▸ EXERCISE AIM: Please answer from the article on New York's proposed sugary-drink ban: which group submitted comments to the New York City Board of Health opposing the ban?

▸ SOURCE TEXT:
= Beginning of Section =
The folks selling mega-sodas at food courts and fast-food drive-thrus are not very sweet on New York Mayor Michael Bloomberg’s plan to trim hometown waistlines by banning sugary drinks larger than 16 ounces at city dining establishments.
The International Franchise Association weighed in on the debate this week, submitting comments to the New York City Board of Health opposing the ban. The IFA contends the proposal “would do nothing to reduce obesity” and could result in negative economic consequences.
"Limiting the sale of beverages to consumers will do nothing more than force small-business franchise restaurant owners to raise prices on other items to account for the loss in sales, or worse yet, consider laying off workers, and neither option is a good option," Judith Thorman, IFA's senior vice president of government relations and public policy, said in a letter to the board.
Restaurant owners also would be forced to purchase additional equipment or spend money on remodeling — operating costs that "will be significant and borne by thousands of businesses," Thorman said.
The rule, she added, is "draconian."
The IFA, part of New Yorkers for Beverage Choices, a coalition opposed to the ban, says franchise businesses support more than 784,000 jobs and $46 billion in economic output in New York State.
Arguments over the issue were aired at a public hearing Tuesday, with Brooklyn Borough Chief Marty Markowitz saying it was his overindulgence in pasta, pastrami, bagels and other foods — not sugary drinks — that made him overweight.
Health advocates link sodas and other sugary drinks to obesity, which is tied to heart disease, stroke, diabetes, cancer and considered a cause of psychosocial problems.
The Los Angeles Timesreported recently that more than 100 health organizations and city health departments and more than two dozen scientists made those points in a letter asking the U.S. surgeon general to report on sugar-sweetened drinks.
The New York board is scheduled to vote on the proposal in September. If approved, it would take effect six months later.
= End of Section =
▸ RECORDS PROVIDED:
= Beginning of Section =
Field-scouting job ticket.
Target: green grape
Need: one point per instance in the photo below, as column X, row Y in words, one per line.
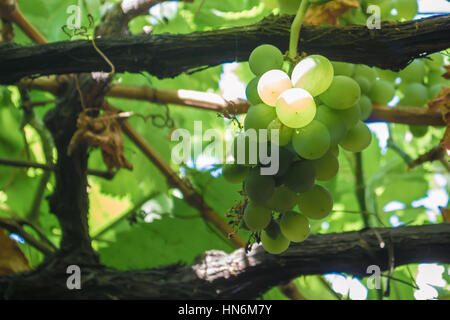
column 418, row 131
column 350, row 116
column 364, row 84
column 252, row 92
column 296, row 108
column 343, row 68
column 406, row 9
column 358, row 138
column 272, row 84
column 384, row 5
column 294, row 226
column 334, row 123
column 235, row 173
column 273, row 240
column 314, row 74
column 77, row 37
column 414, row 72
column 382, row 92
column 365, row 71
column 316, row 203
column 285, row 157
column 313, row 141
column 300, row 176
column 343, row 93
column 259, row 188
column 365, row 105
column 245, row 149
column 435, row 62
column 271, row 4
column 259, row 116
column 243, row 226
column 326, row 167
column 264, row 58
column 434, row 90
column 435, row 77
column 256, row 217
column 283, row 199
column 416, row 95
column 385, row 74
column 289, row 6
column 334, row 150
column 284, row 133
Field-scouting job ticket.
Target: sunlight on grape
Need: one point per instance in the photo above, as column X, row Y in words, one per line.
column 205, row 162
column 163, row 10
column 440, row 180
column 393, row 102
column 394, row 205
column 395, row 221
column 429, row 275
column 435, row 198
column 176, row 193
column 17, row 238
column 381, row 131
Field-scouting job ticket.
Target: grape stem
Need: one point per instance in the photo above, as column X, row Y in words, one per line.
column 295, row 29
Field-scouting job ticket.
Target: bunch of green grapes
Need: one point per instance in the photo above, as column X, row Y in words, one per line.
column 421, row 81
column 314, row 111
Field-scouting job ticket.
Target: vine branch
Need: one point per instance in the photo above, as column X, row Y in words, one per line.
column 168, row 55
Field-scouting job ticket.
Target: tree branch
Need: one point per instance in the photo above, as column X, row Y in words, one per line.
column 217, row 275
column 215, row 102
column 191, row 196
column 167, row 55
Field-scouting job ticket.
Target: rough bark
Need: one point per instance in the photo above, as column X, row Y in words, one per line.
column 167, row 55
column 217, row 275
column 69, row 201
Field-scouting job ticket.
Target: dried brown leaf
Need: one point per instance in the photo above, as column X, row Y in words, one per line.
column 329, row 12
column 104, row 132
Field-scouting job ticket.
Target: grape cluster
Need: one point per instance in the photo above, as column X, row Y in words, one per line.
= End of Section =
▸ ANSWER FOR THIS EXERCISE: The International Franchise Association (IFA).